• _EXERCICES À TRAITER_
**a)** D'après le texte sur l'actionnariat étranger des grandes entreprises françaises, combien des 35 sociétés françaises de l'indice ont un capital détenu à plus de 50 % par des acteurs étrangers ?
**b)** Reproduisez sans modification le passage du texte sur l'actionnariat étranger des grandes entreprises françaises, depuis « Cette préférence pour » jusqu'à « des acteurs étrangers. ».
**c)** Poursuivez le texte sur l'actionnariat étranger des grandes entreprises françaises à partir de sa dernière phrase.

• _EXTRAIT DE PAGE_
Les non-résidents ont acheté pour environ 5 milliards d’euros de titres de sociétés appartenant aux secteurs de la santé et des services aux collectivités. À l’inverse, les secteurs de l’industrie et de l’énergie, qui avaient connu un fort engouement de la part des investisseurs non-résidents entre 2020 et 2023, ont affiché des sorties de 2,2 milliards d’euros. Ce renforcement des étrangers dans le capital des grandes entreprises françaises est avant tout un effet de portefeuille. Ils ont eu tendance à sortir des entreprises non cotées au CAC 40, de taille moyenne, au profit de celles qui le sont et qui sont plus internationalisées. Les acteurs étrangers ne détiennent que 32 % des actions d’entreprises qui ne sont pas présentes au CAC 40. En 2024, ce dernier s’est érodé de 2,2 %, contre respectivement 6 % et 8 % pour le CAC Mid et le CAC Small, les deux indices des capitalisations plus petites de la place de Paris. La capitalisation totale des actions détenues par les investisseurs français s’est donc réduite par ce simple effet de valorisation.

Cette préférence pour les grandes entreprises a pour conséquence qu’elles sont désormais majoritairement détenues par des capitaux étrangers. Selon la Banque de France, le capital de 19 des 35 sociétés françaises de l’indice est détenu à plus de 50 % par des acteurs étrangers.

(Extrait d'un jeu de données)

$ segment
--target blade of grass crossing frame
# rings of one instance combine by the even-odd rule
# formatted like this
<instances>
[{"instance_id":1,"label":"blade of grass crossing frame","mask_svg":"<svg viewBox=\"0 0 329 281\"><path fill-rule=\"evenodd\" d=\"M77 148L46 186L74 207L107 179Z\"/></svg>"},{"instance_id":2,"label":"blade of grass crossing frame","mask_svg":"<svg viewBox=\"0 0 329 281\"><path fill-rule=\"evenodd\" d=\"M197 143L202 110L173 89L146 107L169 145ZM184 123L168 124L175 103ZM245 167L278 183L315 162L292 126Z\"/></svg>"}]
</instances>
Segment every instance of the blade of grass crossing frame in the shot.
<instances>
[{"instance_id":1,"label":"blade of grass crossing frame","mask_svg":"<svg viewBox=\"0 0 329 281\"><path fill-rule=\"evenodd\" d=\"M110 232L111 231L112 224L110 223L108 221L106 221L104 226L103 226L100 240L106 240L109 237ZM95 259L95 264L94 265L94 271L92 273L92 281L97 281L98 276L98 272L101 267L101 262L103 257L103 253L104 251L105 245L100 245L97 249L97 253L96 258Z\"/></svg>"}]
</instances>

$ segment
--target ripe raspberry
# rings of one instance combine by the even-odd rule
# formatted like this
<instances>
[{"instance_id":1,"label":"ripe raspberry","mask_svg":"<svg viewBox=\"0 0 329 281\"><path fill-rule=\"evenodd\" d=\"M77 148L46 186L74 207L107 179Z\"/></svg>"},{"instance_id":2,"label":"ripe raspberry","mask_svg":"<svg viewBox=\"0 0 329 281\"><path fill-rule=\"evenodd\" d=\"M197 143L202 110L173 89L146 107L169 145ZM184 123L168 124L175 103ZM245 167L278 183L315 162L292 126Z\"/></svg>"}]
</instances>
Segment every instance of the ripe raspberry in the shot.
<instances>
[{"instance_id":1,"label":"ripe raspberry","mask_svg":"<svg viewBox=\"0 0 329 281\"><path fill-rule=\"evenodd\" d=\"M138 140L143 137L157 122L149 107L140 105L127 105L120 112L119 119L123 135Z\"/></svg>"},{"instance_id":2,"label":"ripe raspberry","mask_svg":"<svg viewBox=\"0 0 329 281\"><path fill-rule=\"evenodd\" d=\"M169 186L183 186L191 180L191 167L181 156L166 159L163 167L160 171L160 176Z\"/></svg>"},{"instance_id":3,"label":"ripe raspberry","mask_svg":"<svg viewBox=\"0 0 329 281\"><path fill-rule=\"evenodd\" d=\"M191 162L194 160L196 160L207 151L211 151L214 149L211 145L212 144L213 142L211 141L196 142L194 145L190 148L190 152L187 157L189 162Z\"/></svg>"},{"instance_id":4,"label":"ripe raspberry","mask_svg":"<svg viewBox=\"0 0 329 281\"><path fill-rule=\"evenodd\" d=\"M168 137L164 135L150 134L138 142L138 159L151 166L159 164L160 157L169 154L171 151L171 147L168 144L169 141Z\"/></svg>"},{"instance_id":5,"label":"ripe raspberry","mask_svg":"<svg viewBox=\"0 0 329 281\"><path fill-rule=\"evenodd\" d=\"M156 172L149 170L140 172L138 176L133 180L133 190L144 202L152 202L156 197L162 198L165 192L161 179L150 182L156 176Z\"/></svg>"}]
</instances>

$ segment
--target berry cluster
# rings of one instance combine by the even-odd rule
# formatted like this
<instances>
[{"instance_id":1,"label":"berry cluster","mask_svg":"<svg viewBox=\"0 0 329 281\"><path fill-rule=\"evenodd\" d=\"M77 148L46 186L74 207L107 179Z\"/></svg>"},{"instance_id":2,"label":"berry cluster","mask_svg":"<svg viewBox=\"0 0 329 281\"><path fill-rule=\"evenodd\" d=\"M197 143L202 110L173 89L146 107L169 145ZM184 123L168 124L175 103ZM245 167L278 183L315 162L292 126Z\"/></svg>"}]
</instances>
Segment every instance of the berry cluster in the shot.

• _RÉPONSES AUX EXERCICES_
**a)** 19 des 35 sociétés françaises de l'indice, selon la Banque de France.

**b)**
Cette préférence pour les grandes entreprises a pour conséquence qu’elles sont désormais majoritairement détenues par des capitaux étrangers. Selon la Banque de France, le capital de 19 des 35 sociétés françaises de l’indice est détenu à plus de 50 % par des acteurs étrangers.

**c)**
Malgré tout, parmi les grands pays européens, la France reste le marché le moins internationalisé. En Allemagne, le taux de détention des actions par les non-résidents atteint 57 %, contre 46 % en France. Cette part atteint même 88 % pour les Pays-Bas. Rapporté au produit intérieur brut (PIB), le marché financier français est le deuxième en zone euro en termes d’importance. La capitalisation totale des actions françaises atteignait 104 % du PIB, contre 148 % pour les actions néerlandaises.

Environ 40 % des investisseurs sont originaires de la zone euro, et en particulier du Luxembourg, où sont enregistrés de nombreux fonds d’investissement. Plus de 13 % des investisseurs étrangers sont basés au Grand-Duché, une part qui est toutefois en baisse tendancielle depuis 2021. Les États-Unis gardent leur première place, puisque les investisseurs américains représentent 34 % des actionnaires étrangers. Fait notable, la part des investisseurs localisés aux îles Caïmans a plus que triplé en 2 ans, passant de 0,8 % du total à 2,7 %. Une hausse que la Banque de France explique notamment par l’amélioration de la collecte et de la déclaration de données réalisées par l’archipel.